▶ Text
####
Iterating on Quality

The standard improvement cycle:

  1. Run evaluation, note overall scores and any per-question low scorers.
  2. Identify the 3-5 lowest-scoring questions by Context Precision.
  3. Debug retrieval for those questions using the knowledge search endpoint.
  4. If knowledge is missing: ingest the relevant document or add a direct text entry.
  5. Re-run evaluation with a descriptive label:
    bash curl -s -X POST http://localhost:8470/evaluate \ -H "Content-Type: application/json" \ -d '{"dataset": "golden", "label": "added-gpu-docs"}' | jq .scores
  6. Compare context_precision and faithfulness to the previous run.
  7. If scores improved and you want to track regression from this new state: save a baseline.

What moved the score to 0.672 (historical example):

Before 2026-02-24, questions about GPU assignments ("What GPU runs GLM-4.7-Flash?", "What GPU runs Seed-36B?") were scoring near 0 because haiven-knowledge lacked the specific GPU UUID-to-service mappings. Ingesting MEMORY.md (which contains 11 chunks of dense infrastructure facts) provided the exact context these questions needed. Context Precision jumped from the low-0.5 range to 0.672.

Service Management

# Start
cd /mnt/apps/docker/ai/haiven-ragas && docker compose up -d

# Stop
docker compose down

# Rebuild after source code changes (golden dataset, evaluator logic)
docker compose up -d --build

# Restart without rebuild (config/env changes)
docker restart haiven-ragas

# View logs (live)
docker logs -f haiven-ragas

# View recent logs
docker logs --tail 100 haiven-ragas

Troubleshooting

Evaluation returns 500 — "RAGAS evaluate() failed"

Check that LiteLLM and GLM are reachable:

docker logs haiven-ragas --tail 50
curl -s http://localhost:4000/health
curl -s http://localhost:6000/health

All scores are NaN

The judge LLM returned unparseable output for every question. Most common causes:
- LiteLLM is routing to a different model than expected
- GLM is returning a response format the code fence stripper can't handle (check raw GLM output)
- Network issue between haiven-ragas and LiteLLM

Check raw GLM output:

curl -s -X POST http://localhost:4000/v1/chat/completions \
  -H "Content-Type: application/json" \
  -H "Authorization: Bearer $(grep RAGAS_LITELLM_API_KEY /mnt/apps/docker/ai/haiven-ragas/.env | cut -d= -f2)" \
  -d '{"model":"glm-4-7-flash","messages":[{"role":"user","content":"Return JSON: {\"answer\":\"test\"}"}],"max_tokens":50,"extra_body":{"enable_thinking":false}}' \
  | jq .choices[0].message

If content is null and the answer is in reasoning_content, thinking mode may be enabled unexpectedly. Verify enable_thinking: false is being passed through LiteLLM.
####
(Data entries)
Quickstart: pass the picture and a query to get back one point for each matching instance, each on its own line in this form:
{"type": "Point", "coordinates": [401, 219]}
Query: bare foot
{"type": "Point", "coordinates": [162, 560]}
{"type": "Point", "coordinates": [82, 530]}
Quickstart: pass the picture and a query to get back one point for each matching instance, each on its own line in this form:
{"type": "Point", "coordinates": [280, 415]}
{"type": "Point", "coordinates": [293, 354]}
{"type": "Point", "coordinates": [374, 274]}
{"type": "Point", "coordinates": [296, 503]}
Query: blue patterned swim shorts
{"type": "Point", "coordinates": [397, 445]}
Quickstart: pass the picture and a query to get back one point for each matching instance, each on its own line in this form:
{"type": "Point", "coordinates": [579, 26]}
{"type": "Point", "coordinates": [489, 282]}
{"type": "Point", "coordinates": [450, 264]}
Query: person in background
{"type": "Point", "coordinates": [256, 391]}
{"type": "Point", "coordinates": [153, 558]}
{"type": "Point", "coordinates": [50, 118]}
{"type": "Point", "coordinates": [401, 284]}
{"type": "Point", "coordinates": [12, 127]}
####
▶ Directions
A - Answer these questions from the RAGAS evaluation text:
(i) In the improvement cycle, how many of the lowest-scoring questions should be identified, and by which metric?
(ii) What Context Precision score was reached after MEMORY.md was ingested?
(iii) Which command restarts haiven-ragas without a rebuild?
B - Continue the RAGAS evaluation text, starting after its last sentence.
The data has no connection to the RAGAS evaluation text.

▶ Results of the exercise
A -
(i) 3-5 questions, by Context Precision.
(ii) 0.672.
(iii) docker restart haiven-ragas

B -
Scores drop significantly after a change

If Context Precision drops more than 0.1 after a change to haiven-knowledge:

  1. Look at per-question scores to identify which questions regressed.
  2. Run the regression CLI to get a structured diff against the previous baseline.
  3. Check whether a Qdrant collection change removed previously indexed chunks.
  4. Verify the score threshold default (0.3) hasn't changed — a higher threshold means fewer chunks returned.

Evaluation hangs indefinitely

A full run with 78 questions takes 10-20 minutes. If it exceeds 30 minutes, check:

# Is GLM responsive?
curl -s -X POST http://localhost:4000/v1/chat/completions \
  -H "Content-Type: application/json" \
  -H "Authorization: Bearer $RAGAS_LITELLM_API_KEY" \
  -d '{"model":"glm-4-7-flash","messages":[{"role":"user","content":"hi"}],"max_tokens":10,"extra_body":{"enable_thinking":false}}' \
  | jq .choices[0].message

# Is haiven-knowledge responsive?
curl -s -X POST http://localhost:8022/v1/search \
  -H "Content-Type: application/json" \
  -d '{"query":"test","limit":3}' | jq .

If GLM is slow (GPU under load from other requests), the evaluation will slow down proportionally. RunConfig(max_workers=2) limits concurrency, but each individual LLM call can still take 60-120 seconds under load.

404 on /results/latest

The results directory /mnt/apps/data/ragas/ may not exist yet or may contain no .json files. Run a first evaluation to create it.

ls /mnt/apps/data/ragas/

API Reference

Endpoint Method Description
/health GET Liveness probe — returns {"status":"ok"}
/evaluate POST Run RAGAS evaluation (synchronous, 10-20 min)
/results/latest GET Return the most recent result JSON

See openapi.yaml for full request/response schemas and example values.